— START Source text —

The most striking feature of the building is the stark white veneer. juxtaposed with the stone of Princeton, Robertson Hall stands out as defiantly modern. The travertine upon close inspection, however, is not as smooth and white as it appears from a distance. Yamasaki had the material gouged so it is extremely irregular.(5) Through various processes of water, decomposition and chemical processes the travertine succumbed to create a pockmarked, cavernous surface that is textually interesting.(6)

The building is coupled with a grassy knoll to the right and a shallow but expansive rectangular fountain to the left. The fountain of Scudder Plaza draws many students, residents, and visitors of Princeton particularly in the summer, where it becomes a place for people to cool down and go knee-deep in the fountain. This makes Robertson Hall one of the most recognized buildings on campus, although it strays very far from the famous Gothic Revival Princeton architecture is known for.

— END Source text —
— START Raw data —

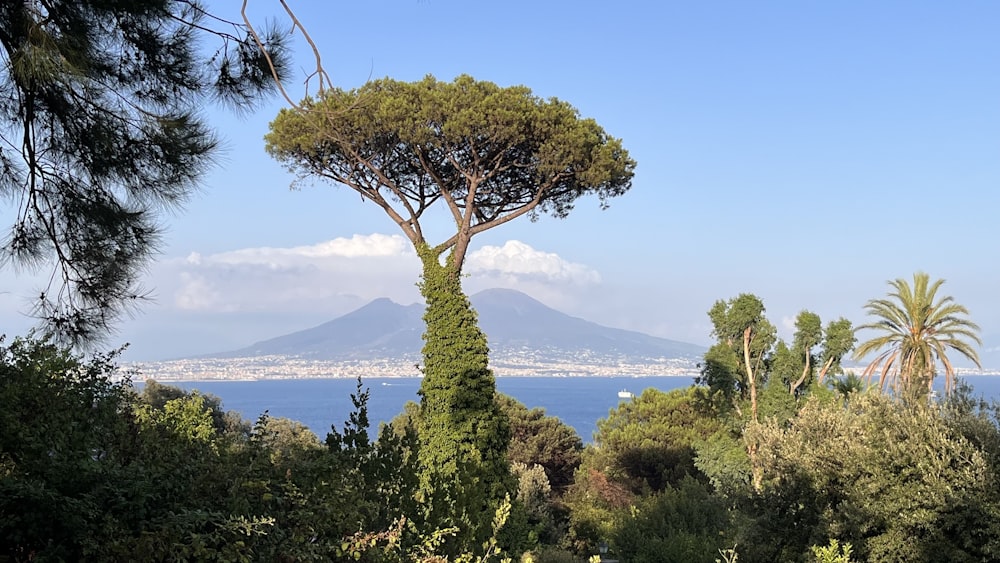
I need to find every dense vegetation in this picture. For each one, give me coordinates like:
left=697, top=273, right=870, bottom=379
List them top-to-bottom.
left=0, top=5, right=988, bottom=563
left=0, top=276, right=1000, bottom=563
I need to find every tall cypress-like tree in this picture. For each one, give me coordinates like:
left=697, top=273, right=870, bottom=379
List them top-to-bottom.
left=0, top=0, right=286, bottom=343
left=267, top=76, right=635, bottom=554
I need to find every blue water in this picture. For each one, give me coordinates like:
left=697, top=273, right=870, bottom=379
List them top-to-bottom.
left=165, top=376, right=1000, bottom=442
left=164, top=377, right=693, bottom=442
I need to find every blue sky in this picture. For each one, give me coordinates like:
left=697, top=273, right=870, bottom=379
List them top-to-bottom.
left=0, top=0, right=1000, bottom=368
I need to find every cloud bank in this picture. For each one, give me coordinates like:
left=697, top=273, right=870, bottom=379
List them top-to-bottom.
left=160, top=233, right=601, bottom=314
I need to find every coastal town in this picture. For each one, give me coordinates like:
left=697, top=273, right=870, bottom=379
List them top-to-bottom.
left=125, top=355, right=698, bottom=381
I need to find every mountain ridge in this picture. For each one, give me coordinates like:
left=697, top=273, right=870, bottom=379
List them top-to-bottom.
left=210, top=288, right=705, bottom=367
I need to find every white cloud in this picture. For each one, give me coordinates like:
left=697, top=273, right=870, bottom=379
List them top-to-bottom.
left=150, top=233, right=601, bottom=320
left=163, top=233, right=420, bottom=313
left=465, top=240, right=601, bottom=285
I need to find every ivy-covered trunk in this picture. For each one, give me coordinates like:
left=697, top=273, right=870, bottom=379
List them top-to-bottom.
left=418, top=246, right=513, bottom=554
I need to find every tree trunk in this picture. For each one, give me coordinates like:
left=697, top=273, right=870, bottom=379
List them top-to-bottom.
left=417, top=245, right=514, bottom=556
left=743, top=326, right=757, bottom=422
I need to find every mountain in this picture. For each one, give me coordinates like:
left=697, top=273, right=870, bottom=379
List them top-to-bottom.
left=211, top=289, right=705, bottom=366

— END Raw data —

**Exercise aim**:
Return the passage from the text on Robertson Hall, starting at "The most striking" up to and including "is textually interesting.(6)", unchanged. The records have no connection to the text on Robertson Hall.

**Exercise result**:
The most striking feature of the building is the stark white veneer. juxtaposed with the stone of Princeton, Robertson Hall stands out as defiantly modern. The travertine upon close inspection, however, is not as smooth and white as it appears from a distance. Yamasaki had the material gouged so it is extremely irregular.(5) Through various processes of water, decomposition and chemical processes the travertine succumbed to create a pockmarked, cavernous surface that is textually interesting.(6)